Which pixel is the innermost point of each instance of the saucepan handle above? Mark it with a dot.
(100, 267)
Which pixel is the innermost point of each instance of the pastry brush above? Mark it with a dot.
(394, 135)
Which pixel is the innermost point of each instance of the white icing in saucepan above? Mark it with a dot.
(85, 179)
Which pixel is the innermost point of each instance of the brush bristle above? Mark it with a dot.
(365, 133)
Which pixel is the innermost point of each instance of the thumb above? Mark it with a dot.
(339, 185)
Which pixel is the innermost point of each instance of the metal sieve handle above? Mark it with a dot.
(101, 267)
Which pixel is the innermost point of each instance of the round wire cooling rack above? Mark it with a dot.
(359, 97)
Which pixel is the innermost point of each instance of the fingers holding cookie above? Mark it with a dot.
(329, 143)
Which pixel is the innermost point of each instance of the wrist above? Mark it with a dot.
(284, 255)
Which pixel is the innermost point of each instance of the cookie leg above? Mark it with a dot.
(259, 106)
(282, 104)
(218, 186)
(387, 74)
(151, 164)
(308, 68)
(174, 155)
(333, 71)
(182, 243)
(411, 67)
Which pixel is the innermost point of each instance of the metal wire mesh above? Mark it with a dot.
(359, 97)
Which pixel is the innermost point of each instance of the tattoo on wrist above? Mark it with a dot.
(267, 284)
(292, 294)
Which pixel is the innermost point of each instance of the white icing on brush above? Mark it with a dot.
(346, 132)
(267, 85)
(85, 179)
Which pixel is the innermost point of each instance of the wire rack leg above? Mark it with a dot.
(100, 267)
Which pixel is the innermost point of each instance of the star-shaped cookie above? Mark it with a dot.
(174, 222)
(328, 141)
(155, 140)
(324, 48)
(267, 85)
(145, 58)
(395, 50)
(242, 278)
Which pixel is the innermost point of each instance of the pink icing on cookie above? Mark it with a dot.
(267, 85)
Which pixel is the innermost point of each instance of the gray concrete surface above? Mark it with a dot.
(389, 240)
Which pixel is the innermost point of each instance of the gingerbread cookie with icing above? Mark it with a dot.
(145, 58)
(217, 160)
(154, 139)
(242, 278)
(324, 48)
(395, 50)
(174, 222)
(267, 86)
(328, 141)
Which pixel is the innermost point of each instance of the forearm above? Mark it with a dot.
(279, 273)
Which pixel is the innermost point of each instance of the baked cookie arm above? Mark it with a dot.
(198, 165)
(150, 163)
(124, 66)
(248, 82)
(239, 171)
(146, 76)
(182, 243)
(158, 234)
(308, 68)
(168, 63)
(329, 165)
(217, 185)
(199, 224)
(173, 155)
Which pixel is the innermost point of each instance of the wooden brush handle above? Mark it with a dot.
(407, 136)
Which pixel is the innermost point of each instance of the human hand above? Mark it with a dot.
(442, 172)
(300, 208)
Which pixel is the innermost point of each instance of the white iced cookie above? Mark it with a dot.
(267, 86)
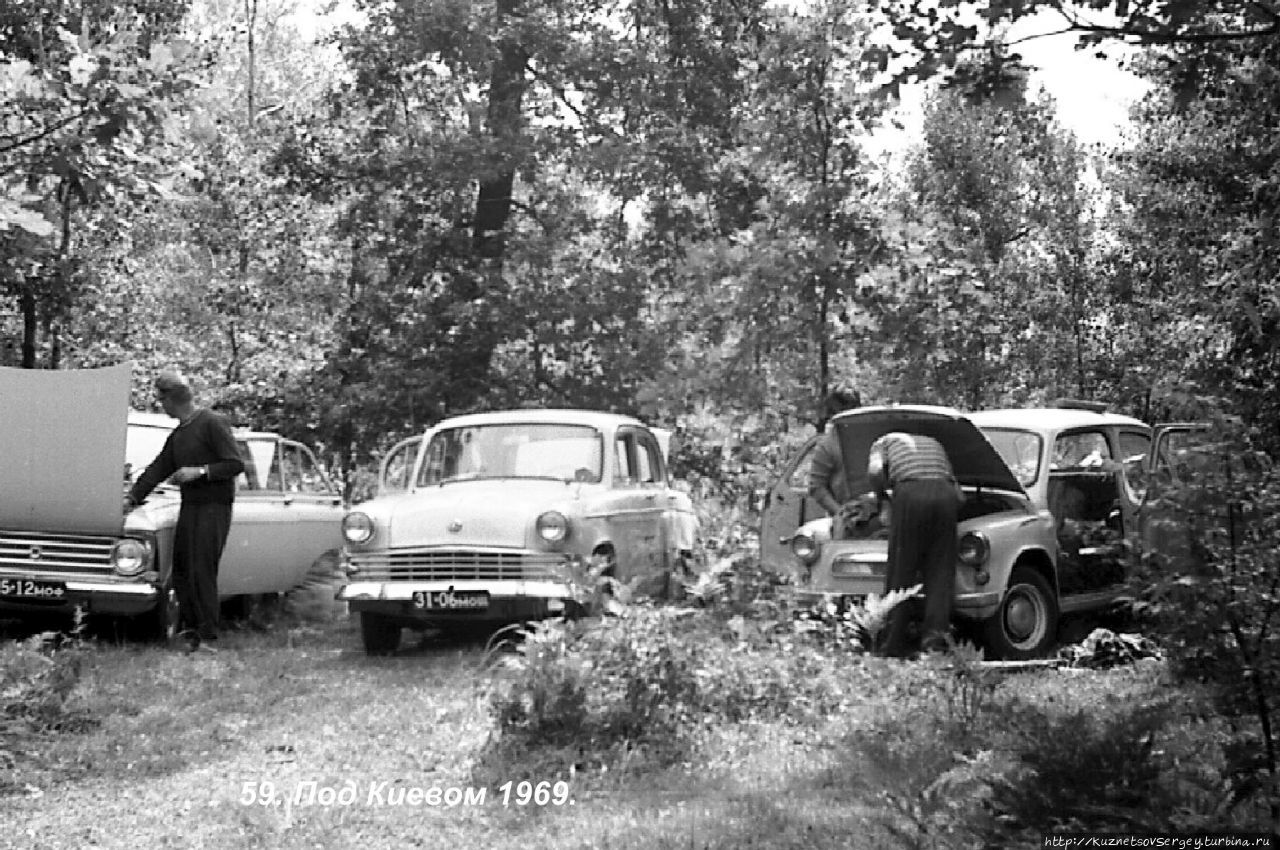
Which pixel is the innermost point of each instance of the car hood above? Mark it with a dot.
(494, 512)
(63, 432)
(973, 458)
....
**Aim of the task:**
Restate each entry word for word, leaving out any pictures.

**Task solution:**
Which pixel is the innermost point of each instance of the saucepan handle above? Mark it with a dot.
(100, 267)
Which pixel is the innermost point of each instance of the pastry brush above? Mark it with a dot.
(394, 135)
Which pixel is the innermost point of each instance of the white icing in saucepan above? Mark it with a dot.
(85, 179)
Which pixel is the innermost point of each instance of the brush bristle above? Mark it with a dot.
(365, 133)
Which pixel is the innermost point of each instance of the thumb above? Mark it with a dot.
(339, 185)
Which pixel is the innermost point of each instance of the metal sieve handle above? Mark it with a dot.
(101, 267)
Which pixel is the innermost point of each instance of the round wire cooling rack above? Mark it with a dot.
(359, 97)
Which pixel is the innermost point of each instance of the fingers holding cookie above? Mark it with a dot.
(329, 143)
Which pixel is the innermost point of each instance of the wrist above? Mark it with a dot.
(284, 255)
Which pixel is the innermost point of each instance of the cookie leg above? Mark it with a dot.
(259, 106)
(282, 104)
(218, 186)
(387, 74)
(151, 164)
(308, 68)
(174, 155)
(333, 71)
(182, 243)
(411, 67)
Which pixel is the innermost point of each instance of the metal wire mesh above? Mark it with a dot.
(359, 97)
Which pixel is the innermost point of each instance of the tattoo on wrist above? Mark it with a dot.
(267, 284)
(292, 294)
Which pixel is the innermost point of each instance of the white icing on brush above? Mark it with a dot.
(346, 132)
(267, 85)
(85, 179)
Which pixel is the innermost point of each instance of the wire rack leg above? Mark it with a dot.
(100, 267)
Which pixel is the innermost point of each instance of the star-shaped cookie above? Mark it with a dot.
(174, 222)
(328, 141)
(155, 140)
(324, 48)
(267, 85)
(145, 58)
(395, 50)
(242, 278)
Which pixel is the innermost point of each instance of the pink icing on cookie above? Mark it with a dot.
(267, 85)
Which pixel is the innermost point of each instance of the gray concrete surface above? Mark it with a dot.
(389, 240)
Which pixel is the innermost point of each instance of the gingerbread cookie with icing above? Mark it with a dot.
(145, 58)
(217, 160)
(154, 139)
(242, 278)
(324, 48)
(395, 50)
(174, 222)
(267, 86)
(328, 141)
Which pixel is the innermost point of each instance of the forearm above? Mark it with a dot.
(279, 273)
Which pixel is the innermost point of each instance of the baked cookie arm above? Mark it with a dot.
(198, 165)
(150, 163)
(124, 66)
(248, 82)
(239, 171)
(146, 76)
(182, 243)
(158, 234)
(308, 68)
(168, 63)
(329, 165)
(217, 185)
(199, 224)
(173, 155)
Which pixel is the innermost point of each instance of the wooden brush handle above? Mark it with a dot.
(407, 136)
Which pixel is the innermost point of each instance of the human hand above? Mark it with a dot.
(442, 172)
(300, 208)
Which pixel is the innermost point of each instance of the white iced cookie above? Mark it with a dot.
(267, 86)
Which pixel is the innermost point of each instance of the car hood above? Mark it with a dot.
(494, 512)
(63, 432)
(973, 458)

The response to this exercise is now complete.